TASK PROMPT — Pick up the passage on the synthesis of the cadmium complexes after its final sentence and continue it.

Next we consider [Ph(pztBu)BttBu]CdCl. [Ph(pztBu)BttBu]H (836 mg, 2 mmol) was added to a suspension of KH (80 mg, 2 mmol) in THF to form [Ph(pztBu)BttBu]K, which was isolated by reducing the solvent volume and precipitating with pentanes. [Ph(pztBu)BttBu]K (456 mg, 1 mmol) in 5 ml of CH2Cl2 was added to CdCl2 (183 mg, 1 mmol) in 20 ml of CH2Cl2/Et2O yielding a clear solution and white solid. After 3 h, the solution was filtered, and the volatiles were removed under reduced pressure. The resulting white solid was purified by recrystallization from CH2Cl2/Et2O. Yield: 450 mg (79%). [1H]NMR (CDCl3): δ 7.43 (d, (o-C6H5)B, 2 H), 7.29 (m, (m-C6H5)B and (p-C6H5)B, 3 H), 6.99 (s, 5-pz, 1 H), 6.01 (s, 4-pz, 1 H), 2.49 (d, BCH2, 2 H), 2.36 (d, BCH2, 1 H), 1.45 (s, 3-C(CH3)3, 9 H), 1.43 (s, SC(CH3)3, 18 H). Anal. Calcd. (found) for C23H38BCdClN2S2: C, 48.9 (48.9); H, 6.63 (6.77); N, 4.92 (4.96).

Next we consider [Ph(pztBu)BttBu]Cd(SPh), 4. KSPh (220 mg, 1.5 mmol) was added to [Ph(pztBu)BttBu]CdCl (800 mg, 1.4 mmol) dissolved in 30 ml of THF. After 6 h, the volatiles were removed under reduced pressure. The product was extracted with CH2Cl2. The CH2Cl2 solution was filtered, and the solvent was removed under reduced pressure. The resulting white solid was purified by recrystallization from CH2Cl2/pentanes. Yield: 733 mg (81%). [1H]NMR (CDCl3): δ 7.52 (d, (o-C6H5)S, 2 H), 7.45 (d, (o-C6H5)B, 2 H), 7.32 (m, (m-C6H5)B and (p-C6H5)B, 3 H), 7.13 (t, (m-C6H5)S, 2 H), 7.02 (m, (p-C6H5)S) and 5-pz, 2 H), 6.00 (s, 4-pz, 1 H), 2.37 (br, BCH2, 4 H), 1.38 (s, 3-C(CH3)3, 9 H), 1.24 (s, SC(CH3)3, 18 H). Anal. Calcd. (found) for C29H43BCdN2S3: C, 54.2 (54.5); H, 6.97 (6.78); N, 4.34 (4.38).

INFORMATION SHOWN —
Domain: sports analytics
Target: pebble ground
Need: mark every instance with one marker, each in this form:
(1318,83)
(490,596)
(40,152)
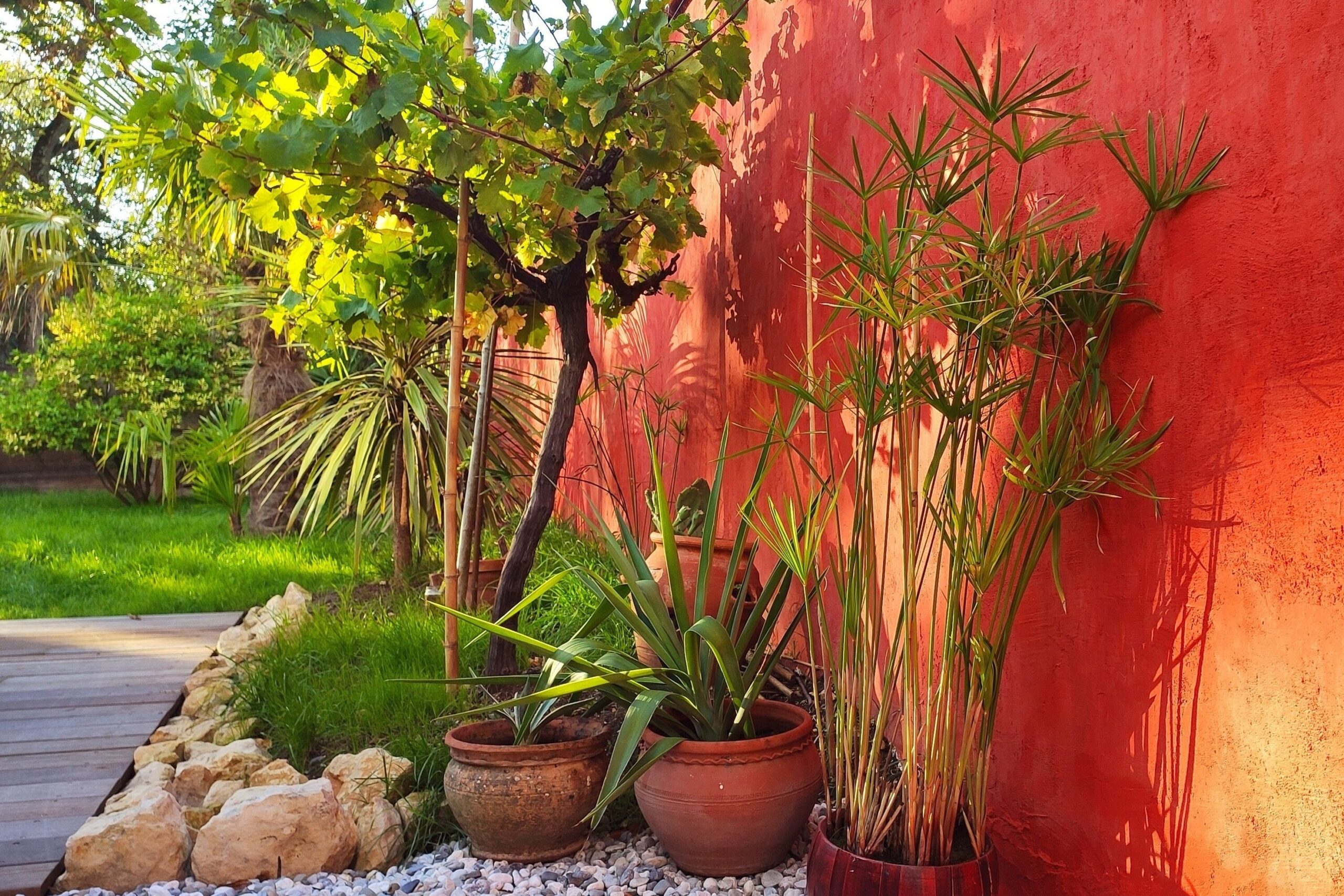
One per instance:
(622,866)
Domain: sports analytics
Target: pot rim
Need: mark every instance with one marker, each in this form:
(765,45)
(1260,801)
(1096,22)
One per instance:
(592,743)
(826,835)
(702,753)
(721,546)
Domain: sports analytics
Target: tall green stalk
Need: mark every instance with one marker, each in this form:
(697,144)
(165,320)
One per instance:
(967,410)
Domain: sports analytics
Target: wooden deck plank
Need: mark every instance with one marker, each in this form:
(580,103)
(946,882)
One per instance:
(77,696)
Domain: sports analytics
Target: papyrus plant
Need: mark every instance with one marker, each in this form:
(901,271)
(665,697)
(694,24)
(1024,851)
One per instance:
(967,410)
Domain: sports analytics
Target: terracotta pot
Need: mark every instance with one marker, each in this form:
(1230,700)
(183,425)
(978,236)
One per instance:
(526,804)
(736,806)
(838,872)
(689,555)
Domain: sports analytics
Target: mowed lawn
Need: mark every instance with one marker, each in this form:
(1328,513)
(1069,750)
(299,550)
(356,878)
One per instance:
(77,554)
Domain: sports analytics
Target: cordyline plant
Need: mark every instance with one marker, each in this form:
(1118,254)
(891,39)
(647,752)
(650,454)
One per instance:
(970,412)
(331,121)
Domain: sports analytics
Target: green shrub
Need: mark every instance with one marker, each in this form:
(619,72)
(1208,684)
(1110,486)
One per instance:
(108,356)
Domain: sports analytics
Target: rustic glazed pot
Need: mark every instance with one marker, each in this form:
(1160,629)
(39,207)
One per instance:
(838,872)
(689,556)
(526,804)
(734,806)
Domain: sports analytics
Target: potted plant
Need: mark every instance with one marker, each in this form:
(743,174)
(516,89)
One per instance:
(523,785)
(726,779)
(968,386)
(689,539)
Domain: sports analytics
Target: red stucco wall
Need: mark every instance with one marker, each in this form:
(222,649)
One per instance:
(1179,730)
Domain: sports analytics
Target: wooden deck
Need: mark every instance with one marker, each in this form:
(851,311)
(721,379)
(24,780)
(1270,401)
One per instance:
(77,696)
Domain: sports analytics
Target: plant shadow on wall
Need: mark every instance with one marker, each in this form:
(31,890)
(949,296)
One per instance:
(764,164)
(965,368)
(1163,681)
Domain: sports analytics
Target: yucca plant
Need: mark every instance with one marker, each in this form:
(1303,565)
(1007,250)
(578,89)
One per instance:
(970,410)
(44,256)
(527,721)
(713,667)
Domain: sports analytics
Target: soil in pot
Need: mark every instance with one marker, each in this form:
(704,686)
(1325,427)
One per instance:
(734,808)
(526,804)
(834,871)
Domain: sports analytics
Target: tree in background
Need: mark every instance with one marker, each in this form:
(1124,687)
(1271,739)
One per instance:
(580,163)
(112,359)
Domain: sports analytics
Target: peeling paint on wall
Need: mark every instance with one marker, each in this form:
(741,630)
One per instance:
(1180,729)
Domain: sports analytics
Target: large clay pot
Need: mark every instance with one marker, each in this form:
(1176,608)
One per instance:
(838,872)
(734,806)
(526,804)
(689,556)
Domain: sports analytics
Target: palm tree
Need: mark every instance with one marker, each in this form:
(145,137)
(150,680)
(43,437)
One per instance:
(369,444)
(42,258)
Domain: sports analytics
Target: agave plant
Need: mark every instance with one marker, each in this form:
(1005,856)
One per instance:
(965,385)
(713,667)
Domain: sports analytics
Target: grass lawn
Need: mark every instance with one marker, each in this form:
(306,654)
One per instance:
(331,686)
(82,554)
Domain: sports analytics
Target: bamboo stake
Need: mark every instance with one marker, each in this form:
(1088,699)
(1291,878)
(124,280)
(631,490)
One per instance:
(455,397)
(469,534)
(811,285)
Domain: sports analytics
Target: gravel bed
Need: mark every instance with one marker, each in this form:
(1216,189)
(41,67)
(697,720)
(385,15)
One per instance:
(623,866)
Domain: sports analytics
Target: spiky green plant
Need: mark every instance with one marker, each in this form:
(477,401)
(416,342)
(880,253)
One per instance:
(714,667)
(964,386)
(217,458)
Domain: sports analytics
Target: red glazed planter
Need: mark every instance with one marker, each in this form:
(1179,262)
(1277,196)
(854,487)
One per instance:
(734,808)
(838,872)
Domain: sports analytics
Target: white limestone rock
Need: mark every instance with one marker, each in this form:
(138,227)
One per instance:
(144,842)
(232,762)
(300,829)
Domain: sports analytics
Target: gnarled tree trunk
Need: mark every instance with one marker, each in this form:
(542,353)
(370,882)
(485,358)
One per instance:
(572,318)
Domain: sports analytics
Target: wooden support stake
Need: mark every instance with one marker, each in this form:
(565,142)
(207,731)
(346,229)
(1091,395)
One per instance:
(811,285)
(455,397)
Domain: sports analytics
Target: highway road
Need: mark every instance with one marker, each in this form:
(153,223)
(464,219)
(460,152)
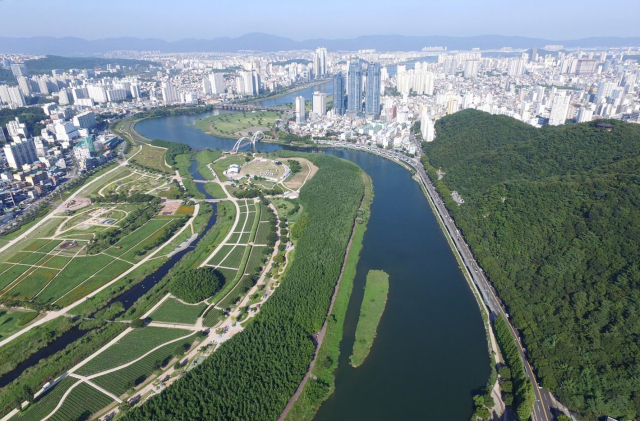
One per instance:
(545,405)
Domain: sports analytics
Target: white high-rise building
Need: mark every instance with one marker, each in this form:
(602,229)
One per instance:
(20,152)
(86,120)
(560,108)
(170,94)
(216,81)
(320,62)
(426,127)
(206,86)
(471,69)
(319,103)
(300,110)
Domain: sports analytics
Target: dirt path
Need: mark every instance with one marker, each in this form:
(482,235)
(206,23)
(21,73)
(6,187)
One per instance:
(320,336)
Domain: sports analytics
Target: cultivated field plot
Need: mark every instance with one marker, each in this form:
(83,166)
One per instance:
(263,167)
(84,399)
(57,269)
(173,311)
(130,347)
(118,382)
(296,181)
(46,403)
(152,157)
(137,181)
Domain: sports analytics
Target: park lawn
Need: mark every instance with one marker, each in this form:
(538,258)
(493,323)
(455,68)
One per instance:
(47,402)
(63,297)
(173,311)
(212,317)
(229,124)
(31,284)
(93,189)
(57,262)
(152,157)
(220,255)
(130,255)
(185,210)
(205,157)
(12,321)
(234,258)
(12,274)
(132,241)
(264,229)
(83,399)
(222,164)
(215,190)
(130,347)
(236,294)
(373,304)
(122,380)
(76,272)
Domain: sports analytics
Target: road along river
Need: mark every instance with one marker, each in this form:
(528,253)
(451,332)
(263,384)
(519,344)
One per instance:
(430,355)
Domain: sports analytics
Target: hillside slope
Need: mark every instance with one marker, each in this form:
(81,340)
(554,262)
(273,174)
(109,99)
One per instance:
(552,215)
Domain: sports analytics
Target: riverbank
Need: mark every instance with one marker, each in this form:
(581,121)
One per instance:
(373,304)
(288,91)
(307,401)
(236,125)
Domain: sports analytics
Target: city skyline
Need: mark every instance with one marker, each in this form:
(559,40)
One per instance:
(546,19)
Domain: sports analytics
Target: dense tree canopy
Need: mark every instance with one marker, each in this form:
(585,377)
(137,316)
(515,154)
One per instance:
(194,285)
(253,375)
(552,215)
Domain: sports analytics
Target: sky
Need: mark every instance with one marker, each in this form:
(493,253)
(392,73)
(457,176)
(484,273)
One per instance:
(304,19)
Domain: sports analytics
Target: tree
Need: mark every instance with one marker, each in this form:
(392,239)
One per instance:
(482,413)
(194,285)
(138,323)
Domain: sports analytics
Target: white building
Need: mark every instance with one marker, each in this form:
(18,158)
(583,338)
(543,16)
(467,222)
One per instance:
(170,94)
(319,103)
(20,152)
(66,131)
(559,109)
(86,120)
(300,110)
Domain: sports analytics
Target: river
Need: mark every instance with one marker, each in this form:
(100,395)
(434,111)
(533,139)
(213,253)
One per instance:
(430,355)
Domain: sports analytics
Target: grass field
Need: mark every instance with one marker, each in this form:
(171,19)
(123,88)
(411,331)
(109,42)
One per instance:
(45,404)
(46,273)
(373,304)
(128,377)
(212,317)
(152,157)
(81,402)
(133,345)
(231,124)
(173,311)
(12,321)
(222,164)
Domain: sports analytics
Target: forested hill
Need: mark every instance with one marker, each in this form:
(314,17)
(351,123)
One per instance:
(553,216)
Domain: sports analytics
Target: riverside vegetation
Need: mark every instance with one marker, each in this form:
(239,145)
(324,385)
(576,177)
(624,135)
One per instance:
(373,304)
(265,364)
(551,214)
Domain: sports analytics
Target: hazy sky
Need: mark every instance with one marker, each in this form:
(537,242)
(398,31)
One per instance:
(304,19)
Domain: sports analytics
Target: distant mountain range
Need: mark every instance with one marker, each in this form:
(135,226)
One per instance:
(264,42)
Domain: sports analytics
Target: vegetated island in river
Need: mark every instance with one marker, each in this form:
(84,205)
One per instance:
(373,304)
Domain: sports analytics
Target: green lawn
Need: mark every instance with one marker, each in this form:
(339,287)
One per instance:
(12,321)
(82,401)
(152,157)
(373,304)
(120,381)
(46,403)
(173,311)
(229,124)
(133,345)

YOUR RESPONSE —
Reaction time courses were monitored by [1H]NMR spectroscopy. Concentrations of reactants and products were determined by referencing peak integrals to an internal standard, tetramethylsilane. Typical [1H]NMR parameters for kinetic studies included 16 scans per spectrum and 10–50 spectra per reaction. Reactions were conducted under pseudo first-order conditions, with [RX] > 20 [Zn(SAr)]. Reactions of 1 with alkyl halides were followed for three half-lives. The reaction between 2 (or 2D) and α-bromotoluene was analyzed by using the method of initial rates (30). In a typical experiment, 0.008 g of 1 was dissolved in 0.5 ml toluene-d8, the solution was transferred to a septum-sealed Wilmad (Buena, NY) NMR tube. Alkyl halide was added via a Hamilton syringe. Reported rate constants reflect the average of at least three replicate runs, with the errors reflecting one standard deviation. Activation parameters were derived from Eyring analysis of the temperature dependence of the rate constants over a temperature range of 35°C.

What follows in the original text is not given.